What is being asked: Retype the material in full, keeping every word the same.

Record list:

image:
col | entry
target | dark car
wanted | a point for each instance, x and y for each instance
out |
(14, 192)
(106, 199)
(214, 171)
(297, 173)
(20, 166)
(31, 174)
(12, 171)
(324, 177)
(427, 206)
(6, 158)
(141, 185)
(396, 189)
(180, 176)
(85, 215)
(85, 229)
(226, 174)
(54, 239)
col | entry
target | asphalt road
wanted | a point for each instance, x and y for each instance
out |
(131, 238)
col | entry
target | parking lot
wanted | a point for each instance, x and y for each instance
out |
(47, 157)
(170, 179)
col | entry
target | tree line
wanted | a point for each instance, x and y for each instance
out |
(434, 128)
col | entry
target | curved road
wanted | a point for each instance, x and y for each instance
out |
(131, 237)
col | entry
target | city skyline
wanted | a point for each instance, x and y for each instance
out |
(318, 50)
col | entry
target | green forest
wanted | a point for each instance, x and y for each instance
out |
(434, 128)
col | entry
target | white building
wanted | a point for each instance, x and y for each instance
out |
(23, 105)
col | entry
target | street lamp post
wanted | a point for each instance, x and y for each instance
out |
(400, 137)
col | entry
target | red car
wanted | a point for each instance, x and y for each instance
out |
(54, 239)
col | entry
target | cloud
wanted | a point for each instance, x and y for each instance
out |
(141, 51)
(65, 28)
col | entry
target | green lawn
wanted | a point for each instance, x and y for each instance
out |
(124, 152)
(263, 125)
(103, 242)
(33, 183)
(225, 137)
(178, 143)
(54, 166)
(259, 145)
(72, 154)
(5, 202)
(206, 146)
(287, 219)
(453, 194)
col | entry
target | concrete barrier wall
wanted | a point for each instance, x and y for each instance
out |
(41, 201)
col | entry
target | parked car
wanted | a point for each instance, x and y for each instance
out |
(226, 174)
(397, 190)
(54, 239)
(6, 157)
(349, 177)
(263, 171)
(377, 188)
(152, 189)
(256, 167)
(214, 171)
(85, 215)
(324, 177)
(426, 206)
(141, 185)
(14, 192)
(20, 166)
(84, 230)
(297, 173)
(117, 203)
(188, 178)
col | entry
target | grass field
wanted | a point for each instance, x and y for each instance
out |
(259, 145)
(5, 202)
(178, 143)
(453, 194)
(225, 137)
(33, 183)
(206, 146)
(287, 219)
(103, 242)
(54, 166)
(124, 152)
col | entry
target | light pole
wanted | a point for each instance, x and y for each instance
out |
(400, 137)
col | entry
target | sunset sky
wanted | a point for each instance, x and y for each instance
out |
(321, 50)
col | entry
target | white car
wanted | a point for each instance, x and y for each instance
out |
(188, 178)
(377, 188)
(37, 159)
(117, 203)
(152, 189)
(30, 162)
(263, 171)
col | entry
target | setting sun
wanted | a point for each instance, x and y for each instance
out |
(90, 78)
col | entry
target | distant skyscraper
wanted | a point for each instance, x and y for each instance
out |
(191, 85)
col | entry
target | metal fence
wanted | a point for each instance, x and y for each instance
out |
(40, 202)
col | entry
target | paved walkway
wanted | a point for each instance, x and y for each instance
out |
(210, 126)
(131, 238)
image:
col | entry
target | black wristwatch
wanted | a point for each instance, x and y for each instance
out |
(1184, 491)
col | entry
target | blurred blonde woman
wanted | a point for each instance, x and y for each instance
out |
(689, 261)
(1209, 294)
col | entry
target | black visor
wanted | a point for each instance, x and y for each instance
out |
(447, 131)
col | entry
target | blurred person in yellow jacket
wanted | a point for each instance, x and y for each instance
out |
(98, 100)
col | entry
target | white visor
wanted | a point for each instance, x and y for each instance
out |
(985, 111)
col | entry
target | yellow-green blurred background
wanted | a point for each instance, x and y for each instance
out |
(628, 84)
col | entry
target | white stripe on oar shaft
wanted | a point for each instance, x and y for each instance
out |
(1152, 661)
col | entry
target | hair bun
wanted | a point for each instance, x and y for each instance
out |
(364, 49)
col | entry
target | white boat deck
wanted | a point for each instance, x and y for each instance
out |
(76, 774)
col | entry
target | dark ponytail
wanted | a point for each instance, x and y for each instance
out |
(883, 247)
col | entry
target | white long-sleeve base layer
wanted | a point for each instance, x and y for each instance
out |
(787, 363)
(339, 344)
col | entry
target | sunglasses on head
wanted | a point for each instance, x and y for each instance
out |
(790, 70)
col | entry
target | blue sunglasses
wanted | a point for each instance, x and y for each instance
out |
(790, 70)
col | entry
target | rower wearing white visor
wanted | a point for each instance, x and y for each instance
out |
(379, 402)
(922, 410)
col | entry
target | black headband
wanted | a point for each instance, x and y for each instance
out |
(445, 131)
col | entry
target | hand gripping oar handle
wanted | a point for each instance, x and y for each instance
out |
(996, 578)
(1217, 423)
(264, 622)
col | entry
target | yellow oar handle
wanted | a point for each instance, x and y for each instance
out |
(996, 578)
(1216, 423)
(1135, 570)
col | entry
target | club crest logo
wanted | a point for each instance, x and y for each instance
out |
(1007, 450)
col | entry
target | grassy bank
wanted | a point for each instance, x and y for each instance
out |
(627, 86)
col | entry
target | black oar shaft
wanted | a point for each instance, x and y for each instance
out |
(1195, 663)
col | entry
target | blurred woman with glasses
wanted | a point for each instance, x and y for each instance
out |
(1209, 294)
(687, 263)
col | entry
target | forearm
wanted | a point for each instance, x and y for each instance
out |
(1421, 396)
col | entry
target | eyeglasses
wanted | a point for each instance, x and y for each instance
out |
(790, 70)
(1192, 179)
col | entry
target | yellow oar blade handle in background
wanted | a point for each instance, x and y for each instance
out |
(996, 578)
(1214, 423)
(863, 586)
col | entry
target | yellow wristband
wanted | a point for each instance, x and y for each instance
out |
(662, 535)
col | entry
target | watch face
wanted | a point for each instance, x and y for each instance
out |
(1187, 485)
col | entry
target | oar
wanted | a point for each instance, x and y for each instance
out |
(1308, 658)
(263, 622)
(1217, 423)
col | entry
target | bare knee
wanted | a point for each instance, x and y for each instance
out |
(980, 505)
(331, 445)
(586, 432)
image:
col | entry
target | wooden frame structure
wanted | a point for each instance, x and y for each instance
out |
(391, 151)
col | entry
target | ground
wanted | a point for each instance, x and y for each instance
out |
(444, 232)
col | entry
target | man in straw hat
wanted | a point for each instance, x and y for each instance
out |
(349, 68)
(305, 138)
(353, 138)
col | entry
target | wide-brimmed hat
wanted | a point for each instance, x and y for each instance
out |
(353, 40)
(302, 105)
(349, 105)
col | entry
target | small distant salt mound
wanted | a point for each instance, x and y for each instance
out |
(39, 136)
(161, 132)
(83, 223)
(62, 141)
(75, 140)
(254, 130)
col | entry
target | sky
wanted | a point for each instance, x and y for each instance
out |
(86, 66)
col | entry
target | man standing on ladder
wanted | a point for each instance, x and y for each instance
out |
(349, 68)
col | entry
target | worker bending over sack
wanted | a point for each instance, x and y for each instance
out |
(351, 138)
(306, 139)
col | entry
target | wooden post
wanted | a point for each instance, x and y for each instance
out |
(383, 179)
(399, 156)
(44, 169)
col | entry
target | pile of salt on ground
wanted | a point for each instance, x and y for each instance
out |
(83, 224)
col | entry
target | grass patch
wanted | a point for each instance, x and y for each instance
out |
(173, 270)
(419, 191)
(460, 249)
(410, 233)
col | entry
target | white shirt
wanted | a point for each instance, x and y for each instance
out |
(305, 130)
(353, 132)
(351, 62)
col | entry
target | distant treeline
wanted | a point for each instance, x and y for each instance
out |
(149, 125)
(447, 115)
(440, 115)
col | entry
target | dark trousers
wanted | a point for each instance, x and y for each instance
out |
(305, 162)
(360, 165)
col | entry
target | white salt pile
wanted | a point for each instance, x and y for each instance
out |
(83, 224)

Solution for this task:
image:
col | entry
target | dark car
wanted | a point for each instance, x and y for each instance
out |
(14, 192)
(106, 199)
(214, 171)
(297, 173)
(20, 166)
(31, 174)
(12, 171)
(324, 177)
(427, 206)
(6, 158)
(141, 185)
(396, 189)
(180, 176)
(85, 215)
(85, 229)
(226, 174)
(54, 239)
col | entry
target | asphalt road
wanted | a point for each instance, x and y for each instance
out |
(131, 238)
col | entry
target | parking lot
wanted | a point for each instance, x and y for each instance
out |
(47, 157)
(170, 179)
col | entry
target | tree line
wanted | a point for each instance, x and y for each instance
out |
(434, 128)
col | entry
target | curved road
wanted | a point for each instance, x and y for each instance
out |
(131, 237)
col | entry
target | city skyline
wanted | a point for each instance, x and y for each instance
out |
(318, 50)
col | entry
target | green forest
wanted | a point for each instance, x and y for each instance
out |
(434, 128)
col | entry
target | white building
wanted | a point for each instance, x and y for each instance
out |
(23, 105)
col | entry
target | street lamp post
wanted | a point for each instance, x and y for each instance
out |
(400, 137)
col | entry
target | red car
wanted | a point for each instance, x and y for each instance
out |
(54, 239)
col | entry
target | cloud
wanted | a point for each instance, x and y for each instance
out |
(141, 51)
(65, 28)
col | entry
target | green lawn
wanted | a point for each instance, x and y for each instance
out |
(124, 152)
(263, 125)
(103, 242)
(33, 183)
(225, 137)
(178, 143)
(54, 166)
(259, 145)
(72, 154)
(5, 202)
(206, 146)
(287, 219)
(453, 194)
col | entry
target | concrete barrier wall
wanted | a point for each instance, x and y for each instance
out |
(41, 201)
col | entry
target | parked car
wanted | a point for each instance, x and y for each instance
out |
(226, 174)
(397, 190)
(54, 239)
(6, 157)
(349, 177)
(263, 171)
(377, 188)
(152, 189)
(256, 167)
(214, 171)
(85, 215)
(324, 177)
(426, 206)
(141, 185)
(14, 192)
(20, 166)
(84, 230)
(297, 173)
(117, 203)
(188, 178)
col | entry
target | grass field
wanted | a point for each instance, x and y for each instance
out |
(259, 145)
(5, 202)
(178, 143)
(453, 194)
(225, 137)
(33, 183)
(206, 146)
(287, 219)
(103, 242)
(54, 166)
(124, 152)
col | entry
target | light pole
wanted | a point for each instance, x and y for each instance
out |
(400, 137)
col | entry
target | sunset sky
wanted | a point for each instance, x and y for each instance
out |
(321, 50)
col | entry
target | white car
wanted | a point for each instance, x and y for each instance
out |
(188, 178)
(377, 188)
(37, 159)
(117, 203)
(152, 189)
(30, 162)
(263, 171)
col | entry
target | setting sun
wanted | a point for each instance, x and y for each instance
out |
(90, 78)
col | entry
target | distant skyscraper
wanted | a point for each instance, x and y for each instance
out |
(191, 85)
col | entry
target | metal fence
wanted | a point for each instance, x and y for each instance
out |
(40, 202)
col | entry
target | paved walkway
wanted | a point for each instance, x and y for each instance
out |
(210, 126)
(131, 238)
image:
col | entry
target | black wristwatch
wanted | a point for each instance, x and y for each instance
out |
(1184, 491)
col | entry
target | blurred blonde woman
wanted | a point for each instance, x and y for each instance
out |
(689, 261)
(1209, 294)
col | entry
target | black visor
wanted | a point for each instance, x and y for each instance
out |
(447, 131)
col | entry
target | blurred person in yellow jacket
wanted | a point for each instance, x and y for each instance
out |
(98, 100)
col | entry
target | white visor
wanted | a point for each instance, x and y for each instance
out |
(985, 111)
col | entry
target | yellow-green blurred background
wanted | a point for each instance, x and y for each instance
out |
(628, 84)
col | entry
target | white stripe on oar shaft
wanted | a point for each instance, x and y for each instance
out |
(1152, 661)
col | entry
target | hair bun
wanted | a point for each instance, x and y for each instance
out |
(364, 49)
col | entry
target | white boat deck
wanted | a point for each instance, x and y for each instance
out |
(76, 774)
col | entry
target | dark ponytail
wanted | a point for each instance, x and y for each instance
out |
(883, 247)
col | entry
target | white long-sleeve base layer
wanted | a point for each instance, x and y for each instance
out |
(787, 363)
(339, 344)
col | entry
target | sunglasses on head
wanted | a point for each instance, x and y for each instance
out |
(790, 70)
col | entry
target | blue sunglasses
wanted | a point for each instance, x and y for each instance
out |
(790, 70)
col | entry
target | rower wearing white visor
wanted | a point for each instance, x and y for each instance
out |
(379, 402)
(922, 410)
col | entry
target | black headband
wanted | a point for each instance, x and y for each instance
out |
(445, 131)
col | entry
target | hand gripping oar handle
wanted | a point for each instance, x and y for each instance
out |
(996, 578)
(1217, 423)
(264, 622)
col | entry
target | yellow oar handle
wanted | a point for each instance, x and y for each instance
out |
(996, 578)
(1216, 423)
(1135, 570)
col | entry
target | club crest logo
wanted | a point for each instance, x and y for each instance
out |
(1007, 450)
col | entry
target | grassy bank
wanted | a point for each instance, x and y for each instance
out |
(627, 86)
col | entry
target | black oar shaft
wanted | a point for each instance, x and y for each instance
out |
(1195, 663)
col | entry
target | blurred woman with glasses
wanted | a point for each instance, x and y for each instance
out |
(1209, 294)
(687, 263)
col | entry
target | forearm
wanted | a point for each instance, x and y for each instance
out |
(1421, 396)
col | entry
target | eyeglasses
wanted | a point for each instance, x and y for each instance
out |
(790, 70)
(1192, 179)
col | entry
target | yellow oar blade handle in background
wanted | a point for each instance, x and y for each instance
out |
(996, 578)
(1214, 423)
(863, 586)
col | entry
target | yellow wristband
wanted | a point for each instance, x and y for each instance
out |
(662, 535)
col | entry
target | watch face
wanted | a point for each instance, x and y for each instance
out |
(1187, 485)
col | entry
target | oar
wanted | a point for each instance, x and y for each instance
out |
(1308, 658)
(263, 622)
(1217, 423)
col | entry
target | bare knee
wanted | a point for each instance, x and y for each instance
out |
(980, 505)
(331, 445)
(586, 432)
image:
col | entry
target | wooden frame structure
wanted | a point for each instance, x and y for each instance
out |
(391, 151)
col | entry
target | ground
wanted | a point for each instance, x and y for each instance
out |
(444, 232)
col | entry
target | man in straw hat
wanted | a point for each instance, x and y for each instance
out |
(349, 68)
(305, 138)
(353, 138)
col | entry
target | wide-brimmed hat
wanted | a point for each instance, x and y for each instance
out |
(353, 40)
(302, 105)
(349, 105)
col | entry
target | small distant salt mound
wanted | a point for each instance, x and y for each instance
out |
(39, 136)
(161, 132)
(83, 223)
(62, 141)
(75, 140)
(254, 130)
col | entry
target | sky
wanted | a point for each instance, x and y for each instance
out |
(86, 66)
col | entry
target | man standing on ladder
wanted | a point for each instance, x and y for each instance
out |
(349, 68)
col | entry
target | worker bending over sack
wanted | a point for each instance, x and y for each instance
out |
(351, 138)
(306, 139)
col | entry
target | wooden post
wanted | a point for each instance, x and y for each instance
out |
(383, 179)
(399, 156)
(44, 169)
col | entry
target | pile of salt on ground
wanted | a point for each instance, x and y for each instance
out |
(83, 224)
col | entry
target | grass patch
wanted | a point for each instance, x and y for each instance
out |
(173, 270)
(419, 191)
(460, 249)
(410, 233)
col | entry
target | white shirt
wanted | a point for each instance, x and y for each instance
out |
(305, 130)
(353, 132)
(351, 62)
col | entry
target | distant treeline
wanted | a point for each instance, x and y for each instance
out |
(149, 125)
(447, 115)
(440, 115)
col | entry
target | dark trousers
wanted | a point for each instance, x and y for each instance
out |
(305, 162)
(360, 165)
col | entry
target | white salt pile
wanted | a point for each instance, x and y for each instance
out |
(83, 224)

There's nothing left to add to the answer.